[Provided information]
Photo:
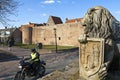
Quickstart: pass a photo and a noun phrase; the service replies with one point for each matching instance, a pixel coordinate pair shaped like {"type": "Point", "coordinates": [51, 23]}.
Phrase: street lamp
{"type": "Point", "coordinates": [55, 38]}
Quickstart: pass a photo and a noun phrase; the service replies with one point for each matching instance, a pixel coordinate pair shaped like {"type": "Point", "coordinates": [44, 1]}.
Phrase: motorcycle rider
{"type": "Point", "coordinates": [35, 60]}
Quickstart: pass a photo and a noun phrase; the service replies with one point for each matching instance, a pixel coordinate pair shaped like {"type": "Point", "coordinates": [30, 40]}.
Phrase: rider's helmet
{"type": "Point", "coordinates": [33, 50]}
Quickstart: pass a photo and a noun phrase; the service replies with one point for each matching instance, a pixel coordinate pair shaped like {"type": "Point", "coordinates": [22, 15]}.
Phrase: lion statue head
{"type": "Point", "coordinates": [99, 23]}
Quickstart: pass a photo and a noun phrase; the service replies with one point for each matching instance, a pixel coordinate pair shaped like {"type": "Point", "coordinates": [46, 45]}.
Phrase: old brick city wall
{"type": "Point", "coordinates": [67, 34]}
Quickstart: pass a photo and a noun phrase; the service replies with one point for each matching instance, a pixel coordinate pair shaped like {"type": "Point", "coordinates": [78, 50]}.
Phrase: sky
{"type": "Point", "coordinates": [38, 11]}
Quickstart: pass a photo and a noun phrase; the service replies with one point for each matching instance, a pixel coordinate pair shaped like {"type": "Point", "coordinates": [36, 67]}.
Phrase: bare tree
{"type": "Point", "coordinates": [7, 8]}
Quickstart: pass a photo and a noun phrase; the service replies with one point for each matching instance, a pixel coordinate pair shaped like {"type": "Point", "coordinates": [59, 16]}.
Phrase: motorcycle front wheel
{"type": "Point", "coordinates": [20, 76]}
{"type": "Point", "coordinates": [41, 71]}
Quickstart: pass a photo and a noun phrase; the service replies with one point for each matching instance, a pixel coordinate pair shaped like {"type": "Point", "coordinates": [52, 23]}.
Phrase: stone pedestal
{"type": "Point", "coordinates": [91, 57]}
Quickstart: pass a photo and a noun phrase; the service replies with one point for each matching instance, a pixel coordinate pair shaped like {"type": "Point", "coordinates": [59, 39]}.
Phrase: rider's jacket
{"type": "Point", "coordinates": [35, 56]}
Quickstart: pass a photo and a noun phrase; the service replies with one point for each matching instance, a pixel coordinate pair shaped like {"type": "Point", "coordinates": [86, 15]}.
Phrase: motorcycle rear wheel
{"type": "Point", "coordinates": [20, 76]}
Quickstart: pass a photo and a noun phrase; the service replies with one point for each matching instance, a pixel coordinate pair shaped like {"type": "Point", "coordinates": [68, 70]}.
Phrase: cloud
{"type": "Point", "coordinates": [43, 15]}
{"type": "Point", "coordinates": [49, 1]}
{"type": "Point", "coordinates": [29, 9]}
{"type": "Point", "coordinates": [118, 12]}
{"type": "Point", "coordinates": [58, 1]}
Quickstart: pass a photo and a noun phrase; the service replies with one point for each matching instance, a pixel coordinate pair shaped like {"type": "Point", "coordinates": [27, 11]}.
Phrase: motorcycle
{"type": "Point", "coordinates": [27, 70]}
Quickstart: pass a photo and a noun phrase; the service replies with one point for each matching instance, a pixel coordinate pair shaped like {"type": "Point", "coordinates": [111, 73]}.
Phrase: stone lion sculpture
{"type": "Point", "coordinates": [99, 23]}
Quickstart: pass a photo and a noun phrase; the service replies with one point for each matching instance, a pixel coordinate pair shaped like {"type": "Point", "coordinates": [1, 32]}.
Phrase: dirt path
{"type": "Point", "coordinates": [54, 61]}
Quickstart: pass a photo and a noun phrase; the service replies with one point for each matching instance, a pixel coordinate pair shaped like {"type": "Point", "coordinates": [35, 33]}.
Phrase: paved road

[Try it] Reproduce every entry exactly, but omit each picture.

[Result of this task]
Photo:
Quickstart: pass a photo and a noun phrase; the service replies with one point for each matching instance, a pixel coordinate pair shaped like {"type": "Point", "coordinates": [51, 23]}.
Phrase: street lamp
{"type": "Point", "coordinates": [55, 38]}
Quickstart: pass a photo and a noun phrase; the service replies with one point for each matching instance, a pixel coordinate pair shaped like {"type": "Point", "coordinates": [44, 1]}.
Phrase: motorcycle rider
{"type": "Point", "coordinates": [35, 60]}
Quickstart: pass a photo and a noun phrase; the service replies with one point for each matching instance, a pixel coordinate pair shaped like {"type": "Point", "coordinates": [30, 40]}.
Phrase: rider's helmet
{"type": "Point", "coordinates": [33, 50]}
Quickstart: pass a photo and a noun phrase; the service replies with one point for each matching instance, a pixel coordinate pair shaped like {"type": "Point", "coordinates": [22, 15]}.
Phrase: lion statue head
{"type": "Point", "coordinates": [99, 23]}
Quickstart: pass a photo and a noun phrase; the service replies with one point for each matching instance, a pixel coordinate pair shaped like {"type": "Point", "coordinates": [46, 45]}.
Phrase: old brick city wall
{"type": "Point", "coordinates": [67, 34]}
Quickstart: pass a photo and a noun phrase; the service replies with one point for each matching instance, a pixel coordinate pair shaped like {"type": "Point", "coordinates": [78, 50]}.
Phrase: sky
{"type": "Point", "coordinates": [38, 11]}
Quickstart: pass a photo and a noun phrase; the service replies with one point for each matching instance, a pixel coordinate pair shaped like {"type": "Point", "coordinates": [36, 67]}.
Phrase: bare tree
{"type": "Point", "coordinates": [7, 8]}
Quickstart: pass a photo and a noun phrase; the service replies with one point for each matching instance, a pixel coordinate pair shaped like {"type": "Point", "coordinates": [59, 16]}.
Phrase: motorcycle front wheel
{"type": "Point", "coordinates": [20, 76]}
{"type": "Point", "coordinates": [41, 71]}
Quickstart: pass a photo and a noun phrase; the service replies with one point for each matching instance, a pixel coordinate pair shaped like {"type": "Point", "coordinates": [52, 23]}.
Phrase: stone pedestal
{"type": "Point", "coordinates": [91, 57]}
Quickstart: pass a photo and a noun phrase; the service replies with one point for each matching instance, a pixel coordinate pair shaped like {"type": "Point", "coordinates": [59, 39]}.
Phrase: rider's jacket
{"type": "Point", "coordinates": [35, 56]}
Quickstart: pass a photo and a noun phrase; the service replies with one point for each matching instance, a pixel coordinate pair shaped like {"type": "Point", "coordinates": [86, 15]}.
Phrase: motorcycle rear wheel
{"type": "Point", "coordinates": [20, 76]}
Quickstart: pass a photo and a noun phrase; the service replies with one point for each matching instance, a pixel coordinate pair shaped like {"type": "Point", "coordinates": [68, 70]}.
Phrase: cloud
{"type": "Point", "coordinates": [43, 15]}
{"type": "Point", "coordinates": [49, 1]}
{"type": "Point", "coordinates": [29, 9]}
{"type": "Point", "coordinates": [118, 12]}
{"type": "Point", "coordinates": [58, 1]}
Quickstart: pass a photo and a noun phrase; the service replies with one point for each matching instance, a pixel coordinate pair shaped like {"type": "Point", "coordinates": [27, 11]}.
Phrase: motorcycle
{"type": "Point", "coordinates": [27, 70]}
Quickstart: pass a photo and a noun phrase; the service replies with one point for each matching instance, a pixel coordinate pair shaped like {"type": "Point", "coordinates": [111, 73]}.
Phrase: stone lion sculpture
{"type": "Point", "coordinates": [99, 23]}
Quickstart: pass a photo and a noun phrase; the service replies with one point for each matching instance, a pixel coordinate pair shaped like {"type": "Point", "coordinates": [1, 32]}.
Phrase: dirt path
{"type": "Point", "coordinates": [54, 61]}
Quickstart: pass a photo and a noun phrase; the service replies with one point for each matching instance, a pixel coordinate pair shaped like {"type": "Point", "coordinates": [35, 33]}.
Phrase: paved road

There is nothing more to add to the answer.